Six of these 23 twenty-week laws measure 20 weeks of pregnancy using the gestational method which counts from the first day of the woman’s last menstrual period. The remaining 17 laws measure the duration of pregnancy from the point of fertilization.

Of the 23 twenty-week laws enacted since 2010, only six have faced challenge in court, four have been enjoined, with one pending request for injunction in Montana, and 18 currently in effect. The 20-week laws in Arizona and Idaho have been enjoined by the federal Ninth Circuit appeals court. The Tennessee 20-week law, which is part of a comprehensive bill, has been enjoined but is currently pending before the Sixth Circuit. An additional challenge, a state court challenge in Georgia asserting only state law claims, has failed.

▶ _DATA FOR ANALYSIS_:
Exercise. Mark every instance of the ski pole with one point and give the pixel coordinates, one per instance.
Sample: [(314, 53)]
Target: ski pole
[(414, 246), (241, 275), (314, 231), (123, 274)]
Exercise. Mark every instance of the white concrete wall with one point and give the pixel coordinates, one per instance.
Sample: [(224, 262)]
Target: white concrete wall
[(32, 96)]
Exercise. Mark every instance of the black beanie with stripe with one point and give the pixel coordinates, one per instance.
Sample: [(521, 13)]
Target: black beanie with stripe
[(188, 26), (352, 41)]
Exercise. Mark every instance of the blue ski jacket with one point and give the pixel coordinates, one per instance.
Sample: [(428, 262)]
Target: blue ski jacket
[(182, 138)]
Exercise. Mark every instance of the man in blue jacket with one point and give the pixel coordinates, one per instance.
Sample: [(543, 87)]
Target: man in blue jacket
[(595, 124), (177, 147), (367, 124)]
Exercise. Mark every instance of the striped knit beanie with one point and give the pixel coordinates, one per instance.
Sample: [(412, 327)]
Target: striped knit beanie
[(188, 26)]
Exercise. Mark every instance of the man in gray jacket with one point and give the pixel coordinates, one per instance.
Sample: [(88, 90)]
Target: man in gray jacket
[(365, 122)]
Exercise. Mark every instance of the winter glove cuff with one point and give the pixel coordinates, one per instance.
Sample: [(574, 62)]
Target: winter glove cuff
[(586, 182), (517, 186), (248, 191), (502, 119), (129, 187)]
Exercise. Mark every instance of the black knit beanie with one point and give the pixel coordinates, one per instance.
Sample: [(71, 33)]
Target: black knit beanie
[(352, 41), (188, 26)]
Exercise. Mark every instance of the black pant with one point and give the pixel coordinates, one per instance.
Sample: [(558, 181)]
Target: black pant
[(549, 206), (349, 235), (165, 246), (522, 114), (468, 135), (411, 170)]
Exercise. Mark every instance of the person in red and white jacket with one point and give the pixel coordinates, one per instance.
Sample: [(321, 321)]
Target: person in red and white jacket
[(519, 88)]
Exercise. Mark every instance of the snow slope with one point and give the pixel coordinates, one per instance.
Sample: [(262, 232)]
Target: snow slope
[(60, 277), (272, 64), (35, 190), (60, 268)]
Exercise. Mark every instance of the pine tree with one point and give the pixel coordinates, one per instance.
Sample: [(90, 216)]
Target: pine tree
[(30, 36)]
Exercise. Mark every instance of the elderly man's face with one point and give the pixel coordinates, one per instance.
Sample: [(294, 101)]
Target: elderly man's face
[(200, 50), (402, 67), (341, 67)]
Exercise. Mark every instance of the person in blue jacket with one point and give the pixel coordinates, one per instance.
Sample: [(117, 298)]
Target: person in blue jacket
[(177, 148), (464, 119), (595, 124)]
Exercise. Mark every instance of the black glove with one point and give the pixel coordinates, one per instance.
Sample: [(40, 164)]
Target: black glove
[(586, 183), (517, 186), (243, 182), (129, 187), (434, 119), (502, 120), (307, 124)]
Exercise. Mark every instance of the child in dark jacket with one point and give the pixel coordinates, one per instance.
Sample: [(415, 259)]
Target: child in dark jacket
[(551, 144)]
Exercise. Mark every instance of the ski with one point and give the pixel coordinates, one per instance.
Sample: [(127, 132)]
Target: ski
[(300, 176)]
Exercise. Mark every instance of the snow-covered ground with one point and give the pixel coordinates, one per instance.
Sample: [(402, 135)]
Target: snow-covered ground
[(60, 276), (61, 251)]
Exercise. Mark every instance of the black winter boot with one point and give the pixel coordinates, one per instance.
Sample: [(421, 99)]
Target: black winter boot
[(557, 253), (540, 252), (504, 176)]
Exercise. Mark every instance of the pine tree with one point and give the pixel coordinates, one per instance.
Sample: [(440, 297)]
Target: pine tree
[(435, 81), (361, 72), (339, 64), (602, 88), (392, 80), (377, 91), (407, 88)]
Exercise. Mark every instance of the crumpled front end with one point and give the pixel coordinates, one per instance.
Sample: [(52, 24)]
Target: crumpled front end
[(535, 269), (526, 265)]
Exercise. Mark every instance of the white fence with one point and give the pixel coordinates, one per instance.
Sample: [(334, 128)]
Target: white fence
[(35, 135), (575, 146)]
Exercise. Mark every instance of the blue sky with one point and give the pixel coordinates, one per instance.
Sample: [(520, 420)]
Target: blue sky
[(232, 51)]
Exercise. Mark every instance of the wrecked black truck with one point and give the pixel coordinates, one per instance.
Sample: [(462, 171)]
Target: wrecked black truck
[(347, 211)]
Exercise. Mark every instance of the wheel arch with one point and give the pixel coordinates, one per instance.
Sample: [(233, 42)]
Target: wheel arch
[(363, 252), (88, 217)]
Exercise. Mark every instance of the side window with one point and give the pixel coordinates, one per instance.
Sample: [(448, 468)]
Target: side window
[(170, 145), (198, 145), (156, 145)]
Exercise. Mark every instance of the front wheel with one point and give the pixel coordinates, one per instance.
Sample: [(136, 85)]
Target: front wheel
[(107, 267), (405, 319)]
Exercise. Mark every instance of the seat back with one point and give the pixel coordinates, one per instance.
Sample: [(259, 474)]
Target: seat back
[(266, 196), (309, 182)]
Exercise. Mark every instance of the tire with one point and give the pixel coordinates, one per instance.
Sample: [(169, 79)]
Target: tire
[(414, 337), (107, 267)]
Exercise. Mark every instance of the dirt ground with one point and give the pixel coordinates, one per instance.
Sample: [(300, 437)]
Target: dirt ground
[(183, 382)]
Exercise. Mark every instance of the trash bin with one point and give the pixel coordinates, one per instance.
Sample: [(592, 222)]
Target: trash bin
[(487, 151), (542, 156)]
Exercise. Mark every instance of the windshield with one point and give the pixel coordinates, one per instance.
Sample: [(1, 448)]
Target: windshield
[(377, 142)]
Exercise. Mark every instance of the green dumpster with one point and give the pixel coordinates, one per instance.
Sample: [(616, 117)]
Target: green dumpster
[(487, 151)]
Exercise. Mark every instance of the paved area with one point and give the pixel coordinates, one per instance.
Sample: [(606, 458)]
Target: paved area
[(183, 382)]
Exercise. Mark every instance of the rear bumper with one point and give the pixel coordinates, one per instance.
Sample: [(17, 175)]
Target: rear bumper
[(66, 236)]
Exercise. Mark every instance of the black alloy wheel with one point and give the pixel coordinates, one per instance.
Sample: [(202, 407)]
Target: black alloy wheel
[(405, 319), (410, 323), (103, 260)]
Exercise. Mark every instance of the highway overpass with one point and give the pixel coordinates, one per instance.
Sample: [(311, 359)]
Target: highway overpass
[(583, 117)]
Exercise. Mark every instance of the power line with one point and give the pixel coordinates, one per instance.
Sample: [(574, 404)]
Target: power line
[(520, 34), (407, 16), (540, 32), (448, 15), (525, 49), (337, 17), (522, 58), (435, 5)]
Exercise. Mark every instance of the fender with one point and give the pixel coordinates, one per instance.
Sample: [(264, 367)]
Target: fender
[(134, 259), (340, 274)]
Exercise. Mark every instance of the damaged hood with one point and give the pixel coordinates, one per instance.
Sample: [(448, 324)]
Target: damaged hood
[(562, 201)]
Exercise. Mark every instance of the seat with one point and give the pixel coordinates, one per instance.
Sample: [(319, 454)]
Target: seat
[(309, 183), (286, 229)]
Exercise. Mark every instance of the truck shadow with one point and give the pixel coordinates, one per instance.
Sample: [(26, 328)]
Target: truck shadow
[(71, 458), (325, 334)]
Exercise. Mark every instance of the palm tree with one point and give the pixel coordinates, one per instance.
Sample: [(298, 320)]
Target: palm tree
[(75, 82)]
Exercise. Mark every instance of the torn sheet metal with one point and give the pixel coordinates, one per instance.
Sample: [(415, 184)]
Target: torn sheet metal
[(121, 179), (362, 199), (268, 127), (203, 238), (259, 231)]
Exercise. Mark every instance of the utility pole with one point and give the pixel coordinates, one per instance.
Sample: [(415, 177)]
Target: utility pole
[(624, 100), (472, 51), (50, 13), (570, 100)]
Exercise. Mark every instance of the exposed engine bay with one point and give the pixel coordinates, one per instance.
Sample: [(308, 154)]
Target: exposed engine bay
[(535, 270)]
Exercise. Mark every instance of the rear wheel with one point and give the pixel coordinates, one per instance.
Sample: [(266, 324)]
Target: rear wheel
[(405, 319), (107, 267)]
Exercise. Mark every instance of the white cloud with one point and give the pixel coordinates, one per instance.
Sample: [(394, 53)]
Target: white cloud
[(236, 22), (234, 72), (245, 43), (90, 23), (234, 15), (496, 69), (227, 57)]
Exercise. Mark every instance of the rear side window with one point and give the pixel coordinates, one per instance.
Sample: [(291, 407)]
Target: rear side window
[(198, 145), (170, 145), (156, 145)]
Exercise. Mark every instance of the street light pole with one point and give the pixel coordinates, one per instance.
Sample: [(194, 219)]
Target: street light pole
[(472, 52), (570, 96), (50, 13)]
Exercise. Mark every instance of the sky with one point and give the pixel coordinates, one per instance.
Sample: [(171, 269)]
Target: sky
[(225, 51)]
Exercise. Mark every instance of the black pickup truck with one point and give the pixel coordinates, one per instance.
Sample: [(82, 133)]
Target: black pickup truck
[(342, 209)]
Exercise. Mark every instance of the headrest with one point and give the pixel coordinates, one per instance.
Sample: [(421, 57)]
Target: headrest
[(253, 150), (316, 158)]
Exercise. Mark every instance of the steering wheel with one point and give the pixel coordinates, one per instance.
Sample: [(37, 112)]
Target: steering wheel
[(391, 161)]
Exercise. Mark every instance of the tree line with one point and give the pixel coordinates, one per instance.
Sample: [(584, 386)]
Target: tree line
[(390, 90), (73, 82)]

▶ _DIRECTIONS_:
#1 In the text on twenty-week pregnancy laws, how many of the 23 laws measure the duration of pregnancy from the point of fertilization?
#2 Pick up the text on twenty-week pregnancy laws after its final sentence and write what comes next.
The listing is separate material, unrelated to the text on twenty-week pregnancy laws.

▶ _EXERCISE RESULTS_:
#1 Seventeen.

#2
Three additional states—Delaware in 1969, North Carolina in 1973 (amended in 2015 with stronger protections), and Utah in 1991—enacted 20-week abortion bans well before 2010. We have uncovered no evidence suggesting that any of these three laws depended in any way on the issue of fetal pain. None of these three laws are currently in effect.

 

Legislative Overview of 20-Week Laws Enacted Since 2010

In this section we set out legislative information regarding 23 state laws that prohibit abortion at 20 weeks of pregnancy.

 

Alabama

  • State: Alabama
  • Title: Alabama Pain-Capable Unborn Child Protection Act
  • Date: Jun 15, 2011
  • Veto Override: No
  • Year: 2011
  • Bill: Ala. H18 (2011)
  • Session Law: Ala. Code § 26-23B-1
  • Act: Ala. Act No. 2011-672
  • Method of Measurement: Post-fertilization Age
  • Legislative Finding(s) re Pain: Yes
  • Describe Extent of Findings: The findings are extensive and are in 11 separate provisions that describe the neurological development of unborn children as well as the physiological consequences of painful stimuli. The findings mention the routine use of anesthesia on unborn children during in-utero surgeries.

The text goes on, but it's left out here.